(Referring expression data)
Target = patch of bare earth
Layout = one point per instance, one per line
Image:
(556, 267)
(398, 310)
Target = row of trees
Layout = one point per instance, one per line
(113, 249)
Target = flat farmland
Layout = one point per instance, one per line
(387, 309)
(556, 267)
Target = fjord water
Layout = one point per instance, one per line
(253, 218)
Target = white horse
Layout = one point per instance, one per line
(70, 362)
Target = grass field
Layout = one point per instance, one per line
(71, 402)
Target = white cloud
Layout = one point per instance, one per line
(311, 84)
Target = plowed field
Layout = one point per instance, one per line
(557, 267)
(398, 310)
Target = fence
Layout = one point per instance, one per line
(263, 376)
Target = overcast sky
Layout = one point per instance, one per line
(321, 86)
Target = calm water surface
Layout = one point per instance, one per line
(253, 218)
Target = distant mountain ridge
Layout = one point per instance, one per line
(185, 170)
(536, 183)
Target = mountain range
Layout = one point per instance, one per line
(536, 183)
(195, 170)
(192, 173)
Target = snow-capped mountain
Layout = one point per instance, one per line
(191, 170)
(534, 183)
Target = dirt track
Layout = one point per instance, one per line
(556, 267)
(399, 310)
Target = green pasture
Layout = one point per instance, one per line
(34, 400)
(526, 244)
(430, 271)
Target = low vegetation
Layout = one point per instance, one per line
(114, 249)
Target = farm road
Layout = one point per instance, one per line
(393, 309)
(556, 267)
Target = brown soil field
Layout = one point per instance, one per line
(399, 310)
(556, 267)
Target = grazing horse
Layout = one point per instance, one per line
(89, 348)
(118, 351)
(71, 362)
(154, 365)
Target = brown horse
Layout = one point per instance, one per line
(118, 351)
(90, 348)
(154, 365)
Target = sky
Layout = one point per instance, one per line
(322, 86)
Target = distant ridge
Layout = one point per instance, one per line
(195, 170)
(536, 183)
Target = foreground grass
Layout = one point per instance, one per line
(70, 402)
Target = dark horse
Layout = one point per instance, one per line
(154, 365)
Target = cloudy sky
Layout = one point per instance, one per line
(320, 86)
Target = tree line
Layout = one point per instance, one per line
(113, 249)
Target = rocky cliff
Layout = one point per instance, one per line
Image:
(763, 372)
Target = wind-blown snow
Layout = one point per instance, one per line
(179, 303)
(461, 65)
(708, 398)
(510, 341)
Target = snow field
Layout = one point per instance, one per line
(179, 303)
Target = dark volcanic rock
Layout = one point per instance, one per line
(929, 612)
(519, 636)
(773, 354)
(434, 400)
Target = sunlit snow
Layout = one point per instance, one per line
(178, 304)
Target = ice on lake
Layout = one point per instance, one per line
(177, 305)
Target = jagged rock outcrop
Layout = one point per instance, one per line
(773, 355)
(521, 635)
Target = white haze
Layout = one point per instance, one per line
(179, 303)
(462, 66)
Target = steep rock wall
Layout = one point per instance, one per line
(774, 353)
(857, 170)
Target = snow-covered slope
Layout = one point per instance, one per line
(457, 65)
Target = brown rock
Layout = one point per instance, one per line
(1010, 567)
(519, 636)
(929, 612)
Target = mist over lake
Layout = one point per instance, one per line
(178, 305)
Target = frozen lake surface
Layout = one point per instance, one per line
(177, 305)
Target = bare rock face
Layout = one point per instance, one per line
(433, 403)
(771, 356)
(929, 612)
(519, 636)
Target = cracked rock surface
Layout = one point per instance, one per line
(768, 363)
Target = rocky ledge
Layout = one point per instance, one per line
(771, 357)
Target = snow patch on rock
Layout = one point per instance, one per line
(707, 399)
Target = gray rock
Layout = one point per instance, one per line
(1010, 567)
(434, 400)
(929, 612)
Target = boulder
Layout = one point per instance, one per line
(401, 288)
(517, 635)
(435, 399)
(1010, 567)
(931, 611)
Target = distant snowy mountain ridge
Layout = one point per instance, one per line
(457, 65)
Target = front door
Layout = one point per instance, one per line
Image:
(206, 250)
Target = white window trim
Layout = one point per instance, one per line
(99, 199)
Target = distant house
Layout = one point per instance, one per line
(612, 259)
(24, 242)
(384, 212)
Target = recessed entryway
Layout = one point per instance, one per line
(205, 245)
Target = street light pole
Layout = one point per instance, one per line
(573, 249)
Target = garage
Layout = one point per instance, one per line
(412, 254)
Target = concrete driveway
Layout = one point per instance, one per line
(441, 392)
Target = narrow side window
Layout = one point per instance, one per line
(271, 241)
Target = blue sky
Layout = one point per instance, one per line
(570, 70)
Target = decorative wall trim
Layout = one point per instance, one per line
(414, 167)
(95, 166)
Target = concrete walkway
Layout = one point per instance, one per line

### YOUR TASK
Every record is to be written out verbatim.

### THE COMPLETED TASK
Target = patch of bare earth
Layout = one point per instance, one per line
Image:
(556, 267)
(398, 310)
Target = row of trees
Layout = one point per instance, one per line
(113, 249)
Target = flat farmland
Layout = one point per instance, one per line
(387, 309)
(556, 267)
Target = fjord water
Layout = one point per instance, one per line
(253, 218)
Target = white horse
Layout = one point per instance, one per line
(70, 362)
Target = grass field
Layout = one point per instance, one per line
(71, 402)
Target = white cloud
Layout = one point per instance, one per line
(311, 84)
Target = plowed field
Layout = one point per instance, one per line
(557, 267)
(398, 310)
Target = fence
Layout = one point per instance, one per line
(263, 376)
Target = overcast sky
Layout = one point per instance, one per line
(321, 86)
Target = calm water surface
Layout = one point per instance, one per line
(253, 218)
Target = distant mountain ridge
Layout = one point per instance, one per line
(185, 170)
(536, 183)
Target = mountain range
Layout = one point per instance, one per line
(536, 183)
(195, 170)
(192, 173)
Target = snow-capped mountain
Layout = one point per instance, one per line
(191, 170)
(534, 183)
Target = dirt track
Layout = one point per instance, one per line
(556, 267)
(399, 310)
Target = green pasture
Layout = one point per instance, one per line
(34, 400)
(526, 244)
(430, 271)
Target = low vegetation
Layout = one point per instance, one per line
(114, 249)
Target = farm road
Layout = one point per instance, one per line
(393, 309)
(556, 267)
Target = brown soil field
Layout = one point per instance, one per line
(399, 310)
(556, 267)
Target = grazing horse
Layout = one point per instance, one per line
(89, 348)
(118, 351)
(71, 362)
(154, 365)
Target = brown horse
Layout = one point per instance, one per line
(118, 351)
(90, 348)
(154, 365)
Target = sky
Layout = one point per instance, one per line
(322, 86)
Target = distant ridge
Layout = one point per instance, one per line
(195, 170)
(536, 183)
Target = foreground grass
Layout = one point per instance, one per line
(70, 402)
Target = dark horse
Layout = one point per instance, one per line
(154, 365)
Target = cloudy sky
Layout = one point per instance, one per line
(320, 86)
Target = tree line
Layout = one point per instance, one per line
(113, 249)
Target = rocky cliff
Layout = one point per instance, one per line
Image:
(763, 372)
Target = wind-blown snow
Layout = one point per instance, one per line
(179, 303)
(461, 65)
(708, 398)
(510, 341)
Target = snow field
Layout = one point per instance, one per line
(179, 303)
Target = dark volcanic rock
Layout = one point per instance, one per line
(929, 612)
(519, 636)
(773, 354)
(434, 400)
Target = sunlit snow
Layout = one point per instance, one per line
(178, 304)
Target = ice on lake
Layout = one point per instance, one per line
(177, 305)
Target = jagged rock outcrop
Layout = one point per instance, one per line
(773, 355)
(521, 635)
Target = white haze
Layout = one point per instance, one per line
(179, 303)
(462, 66)
Target = steep rock wall
Layout = one point per instance, one per line
(774, 353)
(857, 170)
Target = snow-covered slope
Layout = one point per instance, one per line
(457, 65)
Target = brown rock
Layout = one point per instance, one per line
(1010, 567)
(519, 636)
(929, 612)
Target = mist over lake
Layout = one point per instance, one per line
(178, 305)
Target = frozen lake surface
Layout = one point per instance, one per line
(177, 305)
Target = bare rock face
Layout = one point per instance, one per line
(433, 403)
(771, 356)
(929, 612)
(519, 636)
Target = cracked rock surface
Layout = one point per instance, one per line
(768, 363)
Target = rocky ledge
Layout = one point per instance, one per line
(771, 357)
Target = snow patch on rock
Layout = one point per instance, one per line
(707, 399)
Target = gray rock
Layout = one point per instance, one per line
(1010, 567)
(434, 400)
(929, 612)
Target = boulder
Layout = one point per instance, one per line
(401, 288)
(517, 635)
(435, 399)
(1010, 567)
(931, 611)
Target = distant snowy mountain ridge
Layout = one point per instance, one per line
(457, 65)
Target = front door
Layout = one point per instance, one per line
Image:
(206, 250)
Target = white window trim
Layout = one point per instance, one per line
(99, 199)
Target = distant house
Layout = one point per instance, one per line
(612, 259)
(24, 242)
(384, 212)
Target = recessed entryway
Layout = one point per instance, one per line
(205, 245)
Target = street light pole
Layout = one point per instance, one per line
(573, 249)
Target = garage
Layout = one point per instance, one per line
(412, 254)
Target = concrete driveway
Layout = one point per instance, one per line
(441, 392)
Target = narrow side window
Layout = one point per instance, one per line
(271, 241)
Target = blue sky
Layout = one point per instance, one per line
(570, 70)
Target = decorative wall trim
Layout = one point per instance, one per line
(414, 167)
(95, 166)
Target = concrete walkway
Layout = one point per instance, one per line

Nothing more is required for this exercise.